▶ [DOCUMENT TEXT]:
──────

Stalybridge, Hyde, Mossley & Dukinfield Tramways & Electricity Board (SHMD) was a public transport and electricity supply organisation formed by Act of Parliament in August 1901. It was a joint venture between the borough councils of Stalybridge, Hyde, Mossley and Dukinfield. The system was officially opened on 21 May 1904.

The tramway network
At its inception, the scheme included 21 route miles of tramway and a fleet of forty tramcars. The network was later extended to 27 route miles with a fleet of sixty tramcars. The rails were rolled by Bolckow, Vaughan & Co, Middlesbrough. The points and crossings were made by Hadfield's Steel Foundry Co, Sheffield. The main tram shed was on Park Road, Stalybridge adjacent to the Tame Valley generating station. Smaller tram sheds were also built in Hyde and Mossley.

The rolling stock
The British Westinghouse Co was the lead contractor for the first forty tram cars, supplying much of their electrical and mechanical equipment. The car bodies were sub contracted to the British Electric Car Co, Trafford Park, with bogies from the McGuire Manufacturing Co, Bury and wheel sets from the British Griffin Chilled Iron Co, Barrow in Furness.

Generating and distribution network
The Tame Valley generating station consisted of three Yates and Thom, 815hp, vertical triple expansion steam engines. Each engine driving a Dick, Kerr & Co. 500 kW 60 pole alternator at 80 RPM, giving a three-phase output of 6,000 V at 40 Hz. The station's six Lancashire boilers were supplied by Tinker, Shenton & Co, of Hyde. Most of the electrical switchgear was supplied by Witting, Eborall & Co. Power from the station was distributed at 6,000 V via specially made three-core cables drawn through glazed earthenware underground conduits. Each of the four SHMD towns had its own substation consisting of two synchronous motor generators, each rated at 200k W, converting the 6,000 V three-phase input into an output of 525 V DC to feed the overhead tram wires and 460 V (±230 V) three-wire DC for lighting circuits. The Tame Valley generating station remained in use until 1932, after which the building was used as a workshop and stores. In 1926, the new Hartshead Power Station was opened by the SHMD board.

Later history
In 1936, the organisation's name was changed to the Stalybridge, Hyde, Mossley & Dukinfield Joint Transport & Electricity Board due to most of its tramways being replaced by first trolley buses then motor buses. The last SHMD tram ran in 1945.

──────

▶ [GIVEN MATERIAL]:
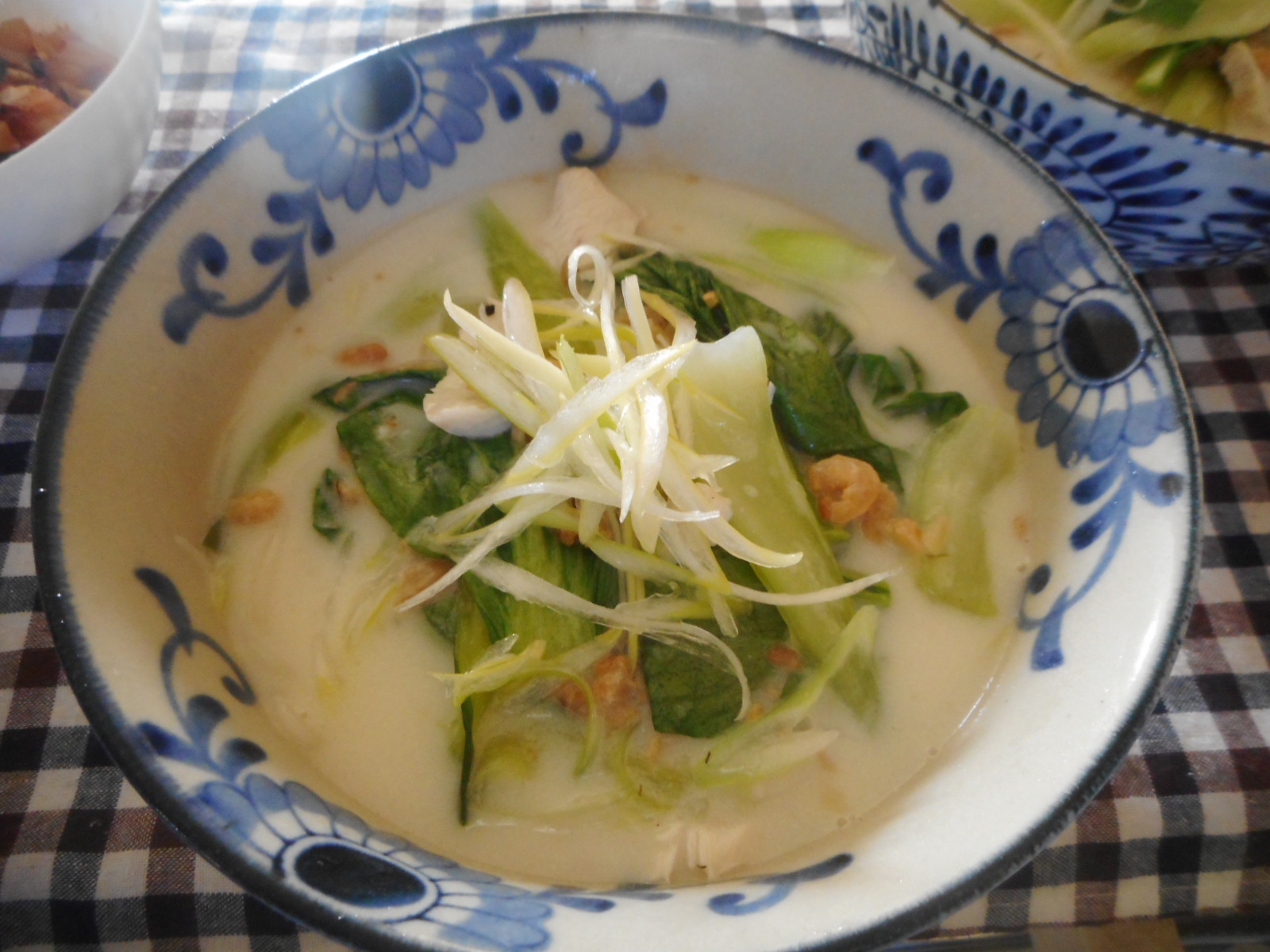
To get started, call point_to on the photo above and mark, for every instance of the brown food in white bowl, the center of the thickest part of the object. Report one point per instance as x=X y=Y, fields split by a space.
x=44 y=76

──────

▶ [JOB A]: Please copy the SHMD history word for word, starting with "The tramway network" and going on through "Barrow in Furness.".
▶ [JOB B]: From the SHMD history, list every company that supplied or built anything for the first forty tram cars.

▶ [TASK SOLUTION A]:
The tramway network
At its inception, the scheme included 21 route miles of tramway and a fleet of forty tramcars. The network was later extended to 27 route miles with a fleet of sixty tramcars. The rails were rolled by Bolckow, Vaughan & Co, Middlesbrough. The points and crossings were made by Hadfield's Steel Foundry Co, Sheffield. The main tram shed was on Park Road, Stalybridge adjacent to the Tame Valley generating station. Smaller tram sheds were also built in Hyde and Mossley.

The rolling stock
The British Westinghouse Co was the lead contractor for the first forty tram cars, supplying much of their electrical and mechanical equipment. The car bodies were sub contracted to the British Electric Car Co, Trafford Park, with bogies from the McGuire Manufacturing Co, Bury and wheel sets from the British Griffin Chilled Iron Co, Barrow in Furness.

▶ [TASK SOLUTION B]:
British Westinghouse Co
British Electric Car Co
McGuire Manufacturing Co
British Griffin Chilled Iron Co